Provided data start

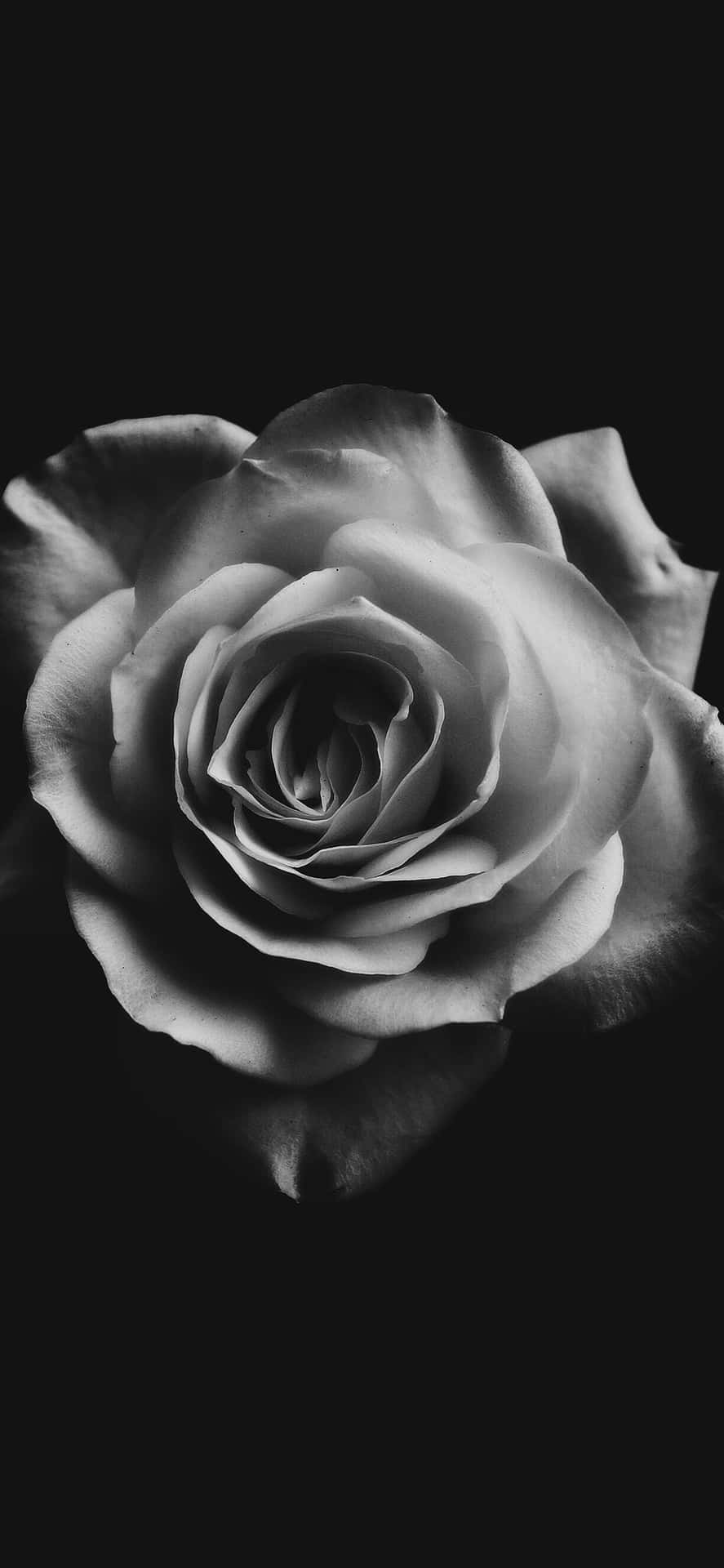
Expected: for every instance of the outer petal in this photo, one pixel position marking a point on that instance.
(332, 1140)
(482, 487)
(610, 535)
(68, 729)
(76, 526)
(276, 511)
(472, 974)
(170, 974)
(669, 920)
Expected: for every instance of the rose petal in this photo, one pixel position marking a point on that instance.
(332, 1140)
(144, 684)
(433, 588)
(233, 906)
(281, 513)
(69, 737)
(669, 920)
(470, 978)
(482, 487)
(519, 841)
(202, 990)
(74, 528)
(601, 686)
(610, 535)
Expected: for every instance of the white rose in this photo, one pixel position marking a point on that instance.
(356, 733)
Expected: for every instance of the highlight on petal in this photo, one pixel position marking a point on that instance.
(204, 990)
(668, 927)
(611, 538)
(455, 737)
(279, 511)
(235, 908)
(69, 737)
(486, 960)
(74, 528)
(433, 588)
(482, 487)
(144, 683)
(601, 686)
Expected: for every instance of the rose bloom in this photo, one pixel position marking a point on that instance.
(367, 737)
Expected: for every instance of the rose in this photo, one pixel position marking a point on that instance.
(352, 744)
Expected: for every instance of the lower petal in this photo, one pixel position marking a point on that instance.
(175, 978)
(470, 978)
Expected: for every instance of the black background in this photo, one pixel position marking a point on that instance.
(575, 1198)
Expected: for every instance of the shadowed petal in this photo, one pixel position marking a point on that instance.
(69, 737)
(332, 1140)
(231, 903)
(610, 535)
(144, 684)
(668, 925)
(202, 990)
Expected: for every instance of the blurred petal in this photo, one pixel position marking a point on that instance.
(470, 976)
(144, 683)
(69, 737)
(668, 927)
(74, 528)
(334, 1140)
(281, 513)
(611, 538)
(202, 990)
(482, 487)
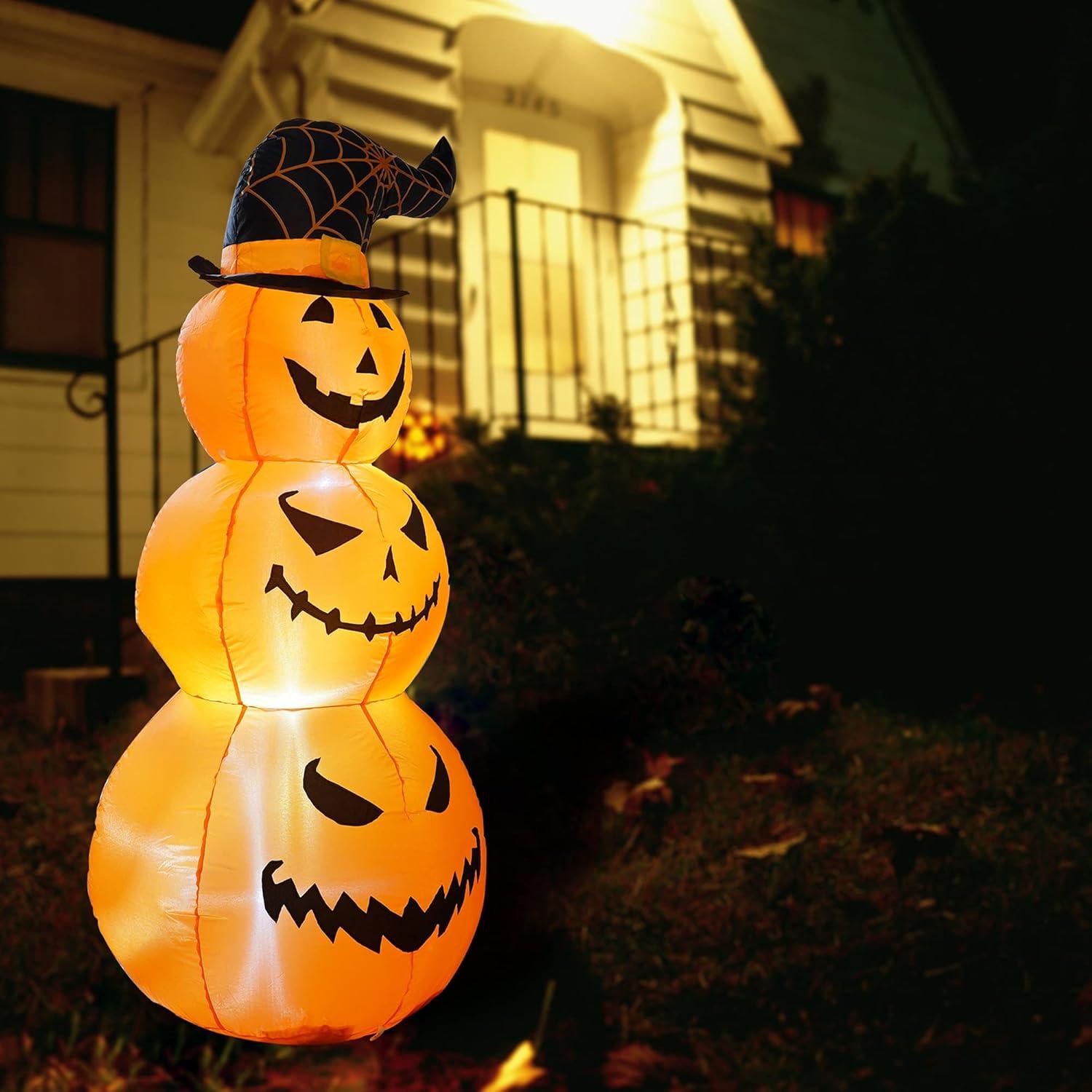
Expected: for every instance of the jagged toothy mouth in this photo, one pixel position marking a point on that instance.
(339, 408)
(408, 932)
(332, 620)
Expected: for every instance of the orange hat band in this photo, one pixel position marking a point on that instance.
(327, 257)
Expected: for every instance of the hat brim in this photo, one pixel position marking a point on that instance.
(284, 282)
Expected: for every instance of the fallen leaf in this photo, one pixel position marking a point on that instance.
(771, 849)
(622, 797)
(661, 766)
(517, 1070)
(616, 796)
(629, 1067)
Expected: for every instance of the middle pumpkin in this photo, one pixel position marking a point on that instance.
(294, 585)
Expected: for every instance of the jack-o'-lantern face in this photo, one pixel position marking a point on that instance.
(371, 922)
(294, 585)
(342, 866)
(299, 377)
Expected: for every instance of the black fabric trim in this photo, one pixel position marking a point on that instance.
(288, 282)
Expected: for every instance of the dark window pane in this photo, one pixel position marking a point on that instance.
(56, 139)
(54, 295)
(96, 172)
(17, 144)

Provided data end

* Objective
Copy out all of the data above line for line, with no changes, and leave the pictures out.

* Response
Expected: for every instance of the outer petal in this photo, one pixel position marking a point on that instance.
(332, 1140)
(482, 487)
(610, 535)
(68, 729)
(76, 526)
(276, 511)
(472, 974)
(170, 974)
(669, 920)
Expected: for every instance of the rose petal in this photo, one pixel position marking a point on that instance.
(332, 1140)
(144, 684)
(433, 588)
(233, 906)
(281, 513)
(69, 737)
(669, 920)
(470, 978)
(482, 487)
(519, 841)
(202, 990)
(74, 528)
(601, 686)
(610, 535)
Expected: for every instance of the white rose in this photo, one pixel position marking a point on that instance.
(356, 733)
Expected: for every instance of the highlight on petal in this photo, one pixel position marking a point on that instance.
(204, 990)
(668, 927)
(611, 538)
(455, 737)
(279, 511)
(235, 908)
(69, 737)
(486, 960)
(74, 528)
(433, 588)
(482, 487)
(144, 683)
(601, 686)
Expected: for every instance of the rose bloom in this photo, one pixel position marking a point on that instance.
(367, 737)
Expected: for every instance of the rose in this photo, one pixel position marking a point on that instance.
(352, 744)
Expected: for every instance of the lower petal in this photo, one pixel position marking a point on that instance.
(175, 978)
(470, 978)
Expected: for every instance of the black background in this photo, one pixel position marking a point on that instance.
(575, 1198)
Expected: for every instance of the shadowed petal in this photo, one pixel position marking a point on that instance.
(69, 737)
(332, 1140)
(231, 903)
(610, 535)
(144, 684)
(668, 925)
(202, 990)
Expected: for every instance of the blurred petal in this photo, one pixel position marking a point on that instance.
(470, 976)
(144, 683)
(69, 737)
(668, 927)
(74, 528)
(334, 1140)
(281, 513)
(611, 538)
(202, 990)
(482, 487)
Expected: for every instance of the jagged toothy mouth in this photo, one pixel position marking a point on that instance.
(339, 408)
(408, 932)
(332, 620)
Expected: for every instance of the orange hat band in this photo, one pixel position marking a point on that instance.
(327, 257)
Expected: for every instance of the hat brim in this photo, one pixel position marking a point on that instance.
(284, 282)
Expected: for every instance of the fallen leaf in this photo, one pixel position marking a point on that instance.
(771, 849)
(622, 797)
(661, 766)
(517, 1070)
(616, 796)
(629, 1067)
Expected: for every instance of the middle pumpkin in this photo, one pixel position marking a point on that instance.
(294, 585)
Expected: for every instance of the jack-o'-lantern face in this photo, one pixel position marking a point on that instance.
(371, 922)
(294, 585)
(342, 866)
(299, 377)
Expected: for every instance of the black fabric trim in this photo, one pixel position marking a point on that instance.
(288, 282)
Expected: for every instance of the dark window pane in this photo, one pixel position marking a point on that instance.
(56, 139)
(54, 295)
(96, 172)
(17, 144)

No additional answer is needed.